To do — Output exactly the lines from the one containing "If you could locate the parked" to the last line of the material, inclusive, and nothing more.

Records shown —
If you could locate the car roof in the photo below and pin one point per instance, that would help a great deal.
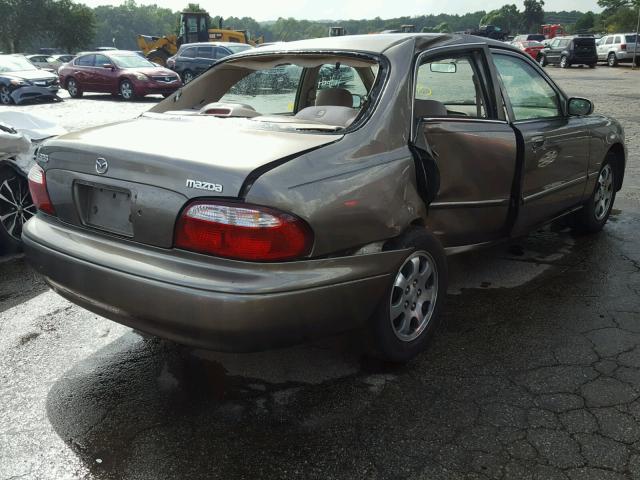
(374, 43)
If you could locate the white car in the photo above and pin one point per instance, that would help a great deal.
(618, 48)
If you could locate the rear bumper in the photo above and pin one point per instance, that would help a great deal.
(151, 88)
(206, 302)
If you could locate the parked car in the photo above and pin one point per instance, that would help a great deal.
(529, 37)
(20, 135)
(530, 47)
(315, 213)
(194, 58)
(21, 81)
(618, 48)
(567, 51)
(117, 72)
(45, 62)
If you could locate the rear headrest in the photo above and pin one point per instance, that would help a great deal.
(329, 115)
(429, 108)
(334, 96)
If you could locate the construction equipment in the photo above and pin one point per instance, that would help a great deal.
(194, 27)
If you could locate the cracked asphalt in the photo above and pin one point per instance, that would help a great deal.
(535, 375)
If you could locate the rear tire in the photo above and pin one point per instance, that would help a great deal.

Response to this task —
If you could locate the parked car in the photo above and pin one point per instance, that would help a great deal.
(529, 37)
(20, 135)
(530, 47)
(315, 213)
(194, 58)
(21, 81)
(618, 48)
(567, 51)
(117, 72)
(45, 62)
If you could locate the rear headrest in the photo above and pin one point per instance, that would help a great deal.
(329, 115)
(429, 108)
(334, 96)
If you could locate the construction equipment in the photo above and pin one point per instance, that would help a great deal.
(194, 27)
If you could locate the cracked asphalt in the photo above and pin one point per instance, that would help a great deal.
(535, 375)
If you could locate the rear tire in the photo above and pin one point per instance, that would help a great deal.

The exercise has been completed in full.